Lessig: We Are Squandering Away The Future
Illissius writes "Lawrence Lessig has a new article up on Wired, with the title Our Kids Are in Big Trouble. I suck at summarizing, so here's a choice quote: 'Gone is the sense of duty that made so compelling Kennedy's demand "ask what you can do for your country." We don't even ask what we, as a nation, can do for our kids. The rhetoric of self-interest so deeply pervades politics that an ideal as fundamental as building a better future has been lost.'"
Obviously, this is an op-ed piece. Not really news. Then again, this is the politics section of /., so I suppose it fits.
The more politically-aware of us have ideologies which we believe are larger than ourselves. They dictate things like taxes, spending, abortion, stem-cell research, etc. So I won't even pretend to agree with TFA on all points.
To me, the only universal point was to ensure that we think about the consequences if we do something, but, unlike the article, we need to think also about the consequences if we don't. We endanger ourselves to years of extremists terrorising us if we stay in Iraq. Something tells me that if we didn't go in to begin with, we'd be in a worse position after a generation or two of no consequences to committing terrorist acts.
Oh, and I always cringe when a political statement involves "think of the children" mentality. Of course we all care about our children. Too often, this cry is followed by an appeal to do things that otherwise really don't make sense, and are very, very shortsighted.
I believe that there are larger and ultimately more beneficial (personally and socially) virtues than some dogmatic worship of greed and belief that the market, left to its own devices, is perfect and holy, not to be touched by the Satanic hands of government bureaucrats. We *are* sacrificing the ability of future generations to succeed, to live on a planet that is substanaible for human life, and are moving towards a nation where our elders live our their final years in poverty.
Mr. Lessig is a noted voice in the FOSS movement, but his hysterical, sky-is-falling political rhetoric is truly breathtaking.
It almost made me run out and protest Nixon and his damned Viet Nam war.
sigs, as if you care.
GMHowell's JE had a topic on this today- how our forefathers paid a larger top rate income tax and built the middle class. My generation, Generation X, however, saw this tax rate cut first just as we were being born, and again when we were in our teens, and again when we were in our twenties, and again now that we're in our thirties. Can anybody truthfully say that the middle class is better off for all of these tax cuts? The article asks, sort of, the following question: Was it always like this?

# [Dataset items]
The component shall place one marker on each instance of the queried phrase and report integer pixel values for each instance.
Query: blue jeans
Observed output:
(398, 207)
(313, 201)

# [JOBS]
a - Condense the paragraph of the discussion of Lessig's article that begins "GMHowell's JE had a topic" into a bulleted list that keeps its main facts.
b - Show every line of the rows that contains the string "values", treating uppercase and lowercase letters as distinct.

# [ANSWERS TO THE EXERCISE]
a -
- GMHowell's JE covered this topic that day: earlier generations paid a higher top income tax rate and built the middle class.
- For Generation X, the writer's generation, that rate was cut around the time they were born, again in their teens, again in their twenties, and again in their thirties.
- The writer asks whether anyone can truthfully say these tax cuts have left the middle class better off.
- The article is described as asking, in a sense, whether it was always like this.

b -
The component shall place one marker on each instance of the queried phrase and report integer pixel values for each instance.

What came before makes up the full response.